§ **DATA TO USE**:
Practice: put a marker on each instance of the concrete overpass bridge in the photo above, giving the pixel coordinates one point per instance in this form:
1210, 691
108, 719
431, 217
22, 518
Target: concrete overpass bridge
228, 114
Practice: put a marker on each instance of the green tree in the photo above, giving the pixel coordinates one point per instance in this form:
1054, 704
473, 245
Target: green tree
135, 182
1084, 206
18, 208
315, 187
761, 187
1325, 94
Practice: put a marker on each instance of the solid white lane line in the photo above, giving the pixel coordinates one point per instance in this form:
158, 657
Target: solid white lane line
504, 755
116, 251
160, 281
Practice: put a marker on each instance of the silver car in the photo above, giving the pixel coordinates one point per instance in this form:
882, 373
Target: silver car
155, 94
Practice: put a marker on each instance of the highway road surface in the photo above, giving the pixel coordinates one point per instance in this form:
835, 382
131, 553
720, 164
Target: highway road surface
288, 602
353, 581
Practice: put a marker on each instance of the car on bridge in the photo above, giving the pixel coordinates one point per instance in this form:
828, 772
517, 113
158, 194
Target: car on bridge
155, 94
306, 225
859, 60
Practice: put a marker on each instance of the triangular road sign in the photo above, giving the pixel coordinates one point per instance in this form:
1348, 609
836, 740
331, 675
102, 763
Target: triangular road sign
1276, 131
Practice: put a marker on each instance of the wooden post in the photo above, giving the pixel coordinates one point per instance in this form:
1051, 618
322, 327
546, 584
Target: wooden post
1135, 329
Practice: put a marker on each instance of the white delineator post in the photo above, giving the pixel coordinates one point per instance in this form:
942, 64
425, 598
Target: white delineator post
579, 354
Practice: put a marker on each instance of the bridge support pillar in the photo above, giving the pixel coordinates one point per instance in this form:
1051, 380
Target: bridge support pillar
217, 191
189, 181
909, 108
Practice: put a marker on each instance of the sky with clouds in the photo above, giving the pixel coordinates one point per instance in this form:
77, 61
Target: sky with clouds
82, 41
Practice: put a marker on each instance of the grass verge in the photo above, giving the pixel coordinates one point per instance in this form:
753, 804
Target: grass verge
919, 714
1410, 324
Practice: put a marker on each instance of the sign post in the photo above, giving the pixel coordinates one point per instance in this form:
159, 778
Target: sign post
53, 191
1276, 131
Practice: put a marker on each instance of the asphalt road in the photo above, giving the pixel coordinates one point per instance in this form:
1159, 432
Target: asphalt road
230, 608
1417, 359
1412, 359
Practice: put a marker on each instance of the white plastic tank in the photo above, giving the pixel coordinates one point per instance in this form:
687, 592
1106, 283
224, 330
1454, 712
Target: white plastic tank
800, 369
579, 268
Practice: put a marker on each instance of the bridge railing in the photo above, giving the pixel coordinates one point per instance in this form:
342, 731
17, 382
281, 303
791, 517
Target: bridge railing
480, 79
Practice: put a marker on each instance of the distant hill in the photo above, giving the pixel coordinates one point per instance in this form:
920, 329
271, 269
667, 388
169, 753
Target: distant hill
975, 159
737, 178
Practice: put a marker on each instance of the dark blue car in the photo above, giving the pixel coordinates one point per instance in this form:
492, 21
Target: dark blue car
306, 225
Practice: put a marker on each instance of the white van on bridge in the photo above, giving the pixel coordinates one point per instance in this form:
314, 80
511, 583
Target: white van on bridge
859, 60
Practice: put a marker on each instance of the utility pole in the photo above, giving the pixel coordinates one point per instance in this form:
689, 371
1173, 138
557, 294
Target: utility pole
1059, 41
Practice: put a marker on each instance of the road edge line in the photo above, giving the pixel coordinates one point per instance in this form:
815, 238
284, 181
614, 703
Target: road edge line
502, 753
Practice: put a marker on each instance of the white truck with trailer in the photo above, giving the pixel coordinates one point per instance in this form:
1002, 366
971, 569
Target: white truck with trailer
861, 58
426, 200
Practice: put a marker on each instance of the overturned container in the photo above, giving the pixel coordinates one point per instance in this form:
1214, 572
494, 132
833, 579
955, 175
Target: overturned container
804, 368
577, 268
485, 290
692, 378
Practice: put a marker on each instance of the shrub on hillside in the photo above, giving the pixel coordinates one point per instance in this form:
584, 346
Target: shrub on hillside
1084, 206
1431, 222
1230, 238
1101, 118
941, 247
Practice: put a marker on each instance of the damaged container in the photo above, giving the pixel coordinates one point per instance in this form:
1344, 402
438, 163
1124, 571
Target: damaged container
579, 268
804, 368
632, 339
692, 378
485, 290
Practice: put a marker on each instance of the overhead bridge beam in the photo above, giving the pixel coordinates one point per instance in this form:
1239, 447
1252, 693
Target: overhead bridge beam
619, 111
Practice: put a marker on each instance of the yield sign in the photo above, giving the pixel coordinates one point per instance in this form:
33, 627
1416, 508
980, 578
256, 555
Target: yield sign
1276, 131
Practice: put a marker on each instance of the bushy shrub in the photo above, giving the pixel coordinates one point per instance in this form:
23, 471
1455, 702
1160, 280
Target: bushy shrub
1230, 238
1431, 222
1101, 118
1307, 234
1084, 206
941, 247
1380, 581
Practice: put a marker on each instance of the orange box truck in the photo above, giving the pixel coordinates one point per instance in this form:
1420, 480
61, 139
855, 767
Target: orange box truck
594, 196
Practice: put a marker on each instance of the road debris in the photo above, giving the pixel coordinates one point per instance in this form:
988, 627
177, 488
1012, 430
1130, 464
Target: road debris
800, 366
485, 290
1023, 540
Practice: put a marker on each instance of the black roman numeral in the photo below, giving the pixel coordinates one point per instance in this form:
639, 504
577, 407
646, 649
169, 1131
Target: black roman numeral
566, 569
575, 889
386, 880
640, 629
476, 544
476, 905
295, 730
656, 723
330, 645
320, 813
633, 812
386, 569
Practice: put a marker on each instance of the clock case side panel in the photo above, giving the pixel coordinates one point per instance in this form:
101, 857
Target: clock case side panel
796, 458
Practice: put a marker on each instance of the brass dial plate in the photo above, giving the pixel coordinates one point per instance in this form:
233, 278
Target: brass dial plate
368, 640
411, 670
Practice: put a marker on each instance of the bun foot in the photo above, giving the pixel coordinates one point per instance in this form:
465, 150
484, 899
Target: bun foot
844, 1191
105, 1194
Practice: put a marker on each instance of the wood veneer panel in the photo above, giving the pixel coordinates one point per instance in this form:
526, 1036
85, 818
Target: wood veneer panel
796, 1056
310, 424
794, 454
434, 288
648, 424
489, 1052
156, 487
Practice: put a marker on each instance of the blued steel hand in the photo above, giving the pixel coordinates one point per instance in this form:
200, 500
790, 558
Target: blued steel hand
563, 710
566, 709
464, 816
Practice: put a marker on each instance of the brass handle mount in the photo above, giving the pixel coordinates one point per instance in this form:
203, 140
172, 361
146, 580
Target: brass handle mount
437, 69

§ **EXERCISE GOAL**: Each entry above needs to be retyped exactly.

§ **CORRECT OUTPUT**:
Practice: put a marker on each instance of the concrete overpass bridge in the photo above, giving the pixel coordinates one point per instance in this form:
1210, 691
108, 719
431, 217
22, 518
Target: concrete overpass bridge
228, 114
Practice: put a marker on each instance of the green tree in the photo above, giving the pixel coordinates one point per instance in this form:
1054, 704
473, 245
Target: green tree
135, 182
1084, 206
18, 208
315, 187
761, 187
1325, 94
Practice: put a marker on each instance of the solid white lane line in the photo above, giving the pixel coordinates one point per instance in this form:
158, 657
Target: solid white lane line
504, 755
116, 251
160, 281
Practice: put a marker on each instance of the silver car in the photo above, giving the pixel coordinates one point per instance in this form:
882, 373
Target: silver car
155, 94
Practice: put a marker on each instance of the highway road surface in the photo above, giving the pixel coordinates one point per instance in this form:
835, 382
131, 553
720, 164
Target: highway road surface
288, 602
353, 581
Practice: put a marker on each instance of the car on bridge in the photo above, giving the pixel coordinates one point per instance in this form:
828, 772
517, 113
158, 194
Target: car on bridge
155, 94
306, 225
859, 60
Practice: put a marker on each instance of the triangular road sign in the photo above, giving the pixel coordinates one point per instance in this form:
1348, 609
836, 740
331, 675
102, 763
Target: triangular road sign
1276, 131
Practice: put a marker on each instance of the wooden post in the photo above, giving the pixel coordinates one point per instance in this form:
1051, 618
322, 327
546, 584
Target: wooden post
1135, 329
Practice: put a marker on each instance of the white delineator post in the photo above, giving the pixel coordinates one point per instance in this form:
942, 64
425, 598
Target: white delineator post
579, 354
Practice: put a marker on each instance of the bridge support pillar in the photo above, giving the pixel coordinates one point per instance in this form:
1051, 380
Target: bridge support pillar
217, 191
189, 181
909, 108
Practice: put a marker on each instance of the sky with clouds in the photo above, giving the pixel coordinates one point per instance in this form:
77, 61
Target: sky with clouds
82, 41
Practice: put a marker on each instance of the grass verge in the photo above, giving the pixel coordinates one point per instance in this form:
753, 804
Target: grass verge
919, 714
1410, 324
Practice: put a marker on each instance of the sign post in the photo above, giving the pixel coordinates one point per instance in this form:
159, 778
Target: sign post
53, 191
1276, 131
Practice: put a marker on each instance of the asphalt road in the photo above, giving the pixel coordinates one point per instance in this form:
1159, 432
Target: asphalt road
230, 608
1417, 359
1412, 359
Practice: put a marker on each instance of the white plastic tank in the photo above, giving the pixel coordinates one point per instance in this form:
687, 592
1106, 283
224, 330
1454, 712
Target: white plastic tank
800, 369
579, 268
Practice: put a marker on each instance of the bridge railing in the photo above, giving the pixel coordinates one point per instance in this form:
342, 731
17, 382
281, 303
791, 517
Target: bridge railing
480, 79
Practice: put a marker on each instance of the distant hill in the photo above, giving the pixel coordinates one point per instance in this form:
920, 329
271, 269
667, 388
169, 753
Target: distant hill
975, 159
737, 178
Practice: put a marker on each instance of the dark blue car in the photo above, giving the pixel coordinates one point per instance in this form:
492, 21
Target: dark blue car
306, 225
Practice: put a marker on each instance of the white van on bridge in the photo above, giving the pixel coordinates one point per instance in this form:
314, 80
511, 583
Target: white van on bridge
859, 60
Practice: put a marker on each instance of the utility pole in the photo above, giving the pixel coordinates one point per instance in this form:
689, 371
1173, 138
557, 294
Target: utility pole
1059, 41
Practice: put a marker on each instance of the road edge line in the photo above, giving the pixel coordinates one point per instance in this form:
815, 238
284, 181
614, 703
Target: road edge line
502, 753
Practice: put a marker on each instance of the white truck with trailer in the photo above, giving the pixel coordinates one point per instance in this form:
1002, 366
971, 569
Target: white truck with trailer
861, 58
426, 200
Practice: put a marker on each instance of the overturned container in the photo above, giving the pixel coordinates one point per instance in this form:
1214, 572
494, 132
833, 579
955, 175
Target: overturned container
804, 368
577, 268
485, 290
692, 378
Practice: put a marker on each instance of the shrub on hillside in the photo above, giving the pixel coordinates one point per instance in this form:
584, 346
Target: shrub on hillside
1084, 206
1431, 222
1230, 238
1101, 118
941, 247
Practice: put a marker on each instance of the damaged container in the photo above, giving the pixel coordinates one point per instance in this form:
1344, 402
438, 163
1124, 571
Target: damaged container
579, 268
804, 368
632, 339
692, 378
485, 290
Practice: put a marker on each instance of the overhead bridge beam in the photo above, giving the pixel coordinates one point per instance in this form:
1239, 447
1252, 693
Target: overhead bridge beam
619, 111
Practice: put a marker on each instance of the yield sign in the photo above, giving the pixel coordinates one point per instance in this form:
33, 627
1416, 508
980, 578
256, 555
Target: yield sign
1276, 131
Practice: put a marker on each instance of the bushy shrub in the photo above, giving the pixel coordinates one point per instance in this form:
23, 471
1455, 702
1160, 280
Target: bushy shrub
1230, 238
1431, 222
1101, 118
1307, 234
1084, 206
941, 247
1380, 581
Practice: put a marker on each instance of the orange box truck in the photo above, giving the pixel coordinates one point per instance in this form:
1420, 480
61, 139
855, 767
Target: orange box truck
594, 196
Practice: put a marker on each instance of the road debris in the photo above, giving the pixel coordinates one point per instance in this form:
988, 627
177, 488
1012, 430
1130, 464
Target: road debris
800, 366
485, 290
1023, 540
Practice: put a marker on each instance of the black roman numeral in the photo below, giving the pixel coordinates one point per instance in this form:
639, 504
577, 407
646, 649
169, 1131
Target: black roman numeral
566, 569
575, 889
386, 880
640, 629
476, 544
476, 905
295, 730
656, 723
330, 645
320, 813
633, 812
386, 569
Practice: put a marker on each instance of the clock case side panel in the photo above, giving the pixel coordinates one point per instance in this form:
101, 857
Target: clock case side panel
796, 458
Practice: put a marker on each instance of the brass dial plate in the photo above, giving the pixel coordinates one point per instance in this form:
233, 278
Target: brass dial plate
368, 640
411, 670
Practice: put a marker on each instance of the bun foot in the photo above, giving the pixel coordinates one point per instance in this form:
465, 150
484, 899
Target: bun foot
844, 1191
105, 1194
Practice: put a marker on each instance of the wood veneer panel in the photo above, giving the pixel coordinates one point per instance in this form:
526, 1036
85, 818
Target: wood veneer panel
796, 1056
310, 424
794, 454
434, 288
648, 424
489, 1052
156, 487
Practice: put a marker on each instance of the blued steel hand in the photo above, giving the pixel coordinates one point per instance in this form:
200, 500
790, 558
Target: blued steel hand
563, 710
566, 709
464, 816
Practice: put a marker on each instance of the brass handle mount in the photo above, giving the pixel coordinates one point per instance in this form:
203, 140
172, 361
146, 580
Target: brass handle mount
437, 69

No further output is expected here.